# Entries:
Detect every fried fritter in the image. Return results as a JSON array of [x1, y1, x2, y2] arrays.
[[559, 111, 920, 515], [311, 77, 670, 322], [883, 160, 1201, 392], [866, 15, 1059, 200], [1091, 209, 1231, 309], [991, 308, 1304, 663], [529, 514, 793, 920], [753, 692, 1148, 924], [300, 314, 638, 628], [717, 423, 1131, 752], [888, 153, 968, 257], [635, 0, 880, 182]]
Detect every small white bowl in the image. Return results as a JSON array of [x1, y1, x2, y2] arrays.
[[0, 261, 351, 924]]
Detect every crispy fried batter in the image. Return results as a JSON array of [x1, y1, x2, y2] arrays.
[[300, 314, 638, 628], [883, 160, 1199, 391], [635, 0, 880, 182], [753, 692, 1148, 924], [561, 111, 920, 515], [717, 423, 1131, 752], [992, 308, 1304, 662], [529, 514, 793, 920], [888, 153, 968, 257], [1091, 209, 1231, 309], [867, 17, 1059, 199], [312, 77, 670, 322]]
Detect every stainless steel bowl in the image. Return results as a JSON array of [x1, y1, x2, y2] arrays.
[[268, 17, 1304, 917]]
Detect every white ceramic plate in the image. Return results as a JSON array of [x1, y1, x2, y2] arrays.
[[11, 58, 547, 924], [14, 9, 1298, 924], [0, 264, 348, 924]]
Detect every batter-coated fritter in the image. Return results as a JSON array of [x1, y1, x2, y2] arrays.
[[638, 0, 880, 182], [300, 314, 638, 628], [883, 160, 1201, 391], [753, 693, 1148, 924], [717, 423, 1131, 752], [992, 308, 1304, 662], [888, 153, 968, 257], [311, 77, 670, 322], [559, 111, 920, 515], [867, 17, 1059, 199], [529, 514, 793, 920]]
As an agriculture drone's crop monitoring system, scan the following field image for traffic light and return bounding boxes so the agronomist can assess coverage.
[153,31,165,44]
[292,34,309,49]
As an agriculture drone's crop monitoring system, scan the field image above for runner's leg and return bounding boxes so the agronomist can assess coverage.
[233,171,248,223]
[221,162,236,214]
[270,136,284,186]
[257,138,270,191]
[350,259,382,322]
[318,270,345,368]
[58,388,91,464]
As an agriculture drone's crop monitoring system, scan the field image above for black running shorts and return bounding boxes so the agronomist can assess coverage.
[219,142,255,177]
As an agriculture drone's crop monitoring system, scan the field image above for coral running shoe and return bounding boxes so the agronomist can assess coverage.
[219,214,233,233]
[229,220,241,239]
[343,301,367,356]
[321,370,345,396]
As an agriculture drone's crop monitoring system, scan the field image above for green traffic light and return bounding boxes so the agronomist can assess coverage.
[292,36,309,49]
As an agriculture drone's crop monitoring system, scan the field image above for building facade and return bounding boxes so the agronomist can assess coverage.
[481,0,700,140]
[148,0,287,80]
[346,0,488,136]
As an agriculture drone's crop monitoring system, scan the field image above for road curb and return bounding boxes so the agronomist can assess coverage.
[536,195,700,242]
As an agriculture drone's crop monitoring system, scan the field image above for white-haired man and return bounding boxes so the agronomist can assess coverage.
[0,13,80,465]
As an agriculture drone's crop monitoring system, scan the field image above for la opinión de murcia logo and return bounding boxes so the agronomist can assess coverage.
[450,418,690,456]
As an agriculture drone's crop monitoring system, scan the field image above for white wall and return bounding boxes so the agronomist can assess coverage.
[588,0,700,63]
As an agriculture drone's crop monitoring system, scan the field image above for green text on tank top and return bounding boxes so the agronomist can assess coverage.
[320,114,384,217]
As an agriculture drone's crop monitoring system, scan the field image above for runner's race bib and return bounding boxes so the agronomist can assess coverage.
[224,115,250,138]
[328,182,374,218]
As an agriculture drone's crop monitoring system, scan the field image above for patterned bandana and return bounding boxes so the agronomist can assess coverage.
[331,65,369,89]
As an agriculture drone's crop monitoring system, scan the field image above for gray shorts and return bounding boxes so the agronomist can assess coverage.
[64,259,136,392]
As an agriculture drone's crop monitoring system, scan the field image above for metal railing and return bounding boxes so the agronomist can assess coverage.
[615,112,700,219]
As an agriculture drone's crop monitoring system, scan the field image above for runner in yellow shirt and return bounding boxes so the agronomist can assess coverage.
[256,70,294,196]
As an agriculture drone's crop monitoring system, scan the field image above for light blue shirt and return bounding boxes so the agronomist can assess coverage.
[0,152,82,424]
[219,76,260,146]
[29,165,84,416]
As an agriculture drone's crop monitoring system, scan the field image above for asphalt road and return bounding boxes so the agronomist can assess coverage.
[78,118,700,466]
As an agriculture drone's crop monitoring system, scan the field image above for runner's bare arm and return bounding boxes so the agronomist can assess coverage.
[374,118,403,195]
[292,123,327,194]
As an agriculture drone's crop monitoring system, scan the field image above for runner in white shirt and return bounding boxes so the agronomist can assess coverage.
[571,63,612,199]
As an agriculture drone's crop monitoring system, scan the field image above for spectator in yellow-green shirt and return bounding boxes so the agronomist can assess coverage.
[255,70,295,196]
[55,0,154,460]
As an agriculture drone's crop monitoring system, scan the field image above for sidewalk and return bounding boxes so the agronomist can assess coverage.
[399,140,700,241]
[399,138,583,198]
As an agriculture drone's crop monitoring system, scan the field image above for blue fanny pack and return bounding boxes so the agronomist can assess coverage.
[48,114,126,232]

# Exercise description:
Report every line of the listing above that contains the string "white", matching case exactly.

# Answer in full:
Detect every small white bowl in the image. Return results as a JSON array of [x1, y1, x2, y2] arrays.
Detect every white ceramic plate in the image. Return results as a JSON array of [x1, y1, x2, y2] arrays.
As an agriculture drone's crop monitoring system, scan the field image above for white-haired man and return bounding boxes so the agronomist can assess coverage.
As an agriculture drone's crop monitoring system, scan the field image above for white wall and return bounding boxes so the agronomist can assess coverage.
As an agriculture drone's crop monitoring system, scan the field image above for runner in white shirt and return bounding boxes so the agronomist can assess coverage.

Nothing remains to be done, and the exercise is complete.